# AVAILABLE RECORDS

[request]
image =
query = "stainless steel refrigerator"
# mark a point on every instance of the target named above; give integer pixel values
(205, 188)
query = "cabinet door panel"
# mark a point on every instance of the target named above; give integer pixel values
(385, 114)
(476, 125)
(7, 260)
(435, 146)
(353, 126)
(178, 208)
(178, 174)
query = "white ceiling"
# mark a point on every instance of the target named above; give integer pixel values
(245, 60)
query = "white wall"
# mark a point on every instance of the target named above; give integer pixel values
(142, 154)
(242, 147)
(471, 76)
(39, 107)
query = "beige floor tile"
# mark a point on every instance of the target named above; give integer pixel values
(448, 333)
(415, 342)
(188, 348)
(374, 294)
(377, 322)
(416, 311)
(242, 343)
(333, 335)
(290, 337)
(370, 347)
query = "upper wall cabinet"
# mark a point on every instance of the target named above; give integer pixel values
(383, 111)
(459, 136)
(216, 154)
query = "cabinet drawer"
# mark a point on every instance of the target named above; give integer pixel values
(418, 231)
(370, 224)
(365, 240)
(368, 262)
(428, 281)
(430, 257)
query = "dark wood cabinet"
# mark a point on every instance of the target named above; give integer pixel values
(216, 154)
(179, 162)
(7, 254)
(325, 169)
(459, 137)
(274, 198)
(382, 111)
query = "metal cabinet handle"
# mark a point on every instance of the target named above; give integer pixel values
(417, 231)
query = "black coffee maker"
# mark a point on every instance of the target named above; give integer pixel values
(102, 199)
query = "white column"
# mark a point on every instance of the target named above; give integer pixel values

...

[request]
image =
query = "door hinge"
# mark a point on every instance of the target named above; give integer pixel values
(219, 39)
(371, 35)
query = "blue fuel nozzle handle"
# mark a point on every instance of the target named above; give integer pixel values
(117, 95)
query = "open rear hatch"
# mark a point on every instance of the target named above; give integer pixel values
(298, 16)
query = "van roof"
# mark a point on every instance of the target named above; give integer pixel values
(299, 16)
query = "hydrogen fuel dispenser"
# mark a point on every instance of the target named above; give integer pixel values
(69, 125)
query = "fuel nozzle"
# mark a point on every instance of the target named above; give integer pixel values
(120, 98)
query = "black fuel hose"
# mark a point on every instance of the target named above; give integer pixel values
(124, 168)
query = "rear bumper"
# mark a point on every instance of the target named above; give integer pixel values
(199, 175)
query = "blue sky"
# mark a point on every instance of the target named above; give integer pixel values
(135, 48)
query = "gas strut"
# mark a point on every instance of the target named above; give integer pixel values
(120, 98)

# PROBLEM STATEMENT
Which lines in the entries above contain the word "blue"? Copy each of those lines in full.

# SOLUTION TO THIS TASK
query = "blue fuel nozzle handle"
query = "blue sky"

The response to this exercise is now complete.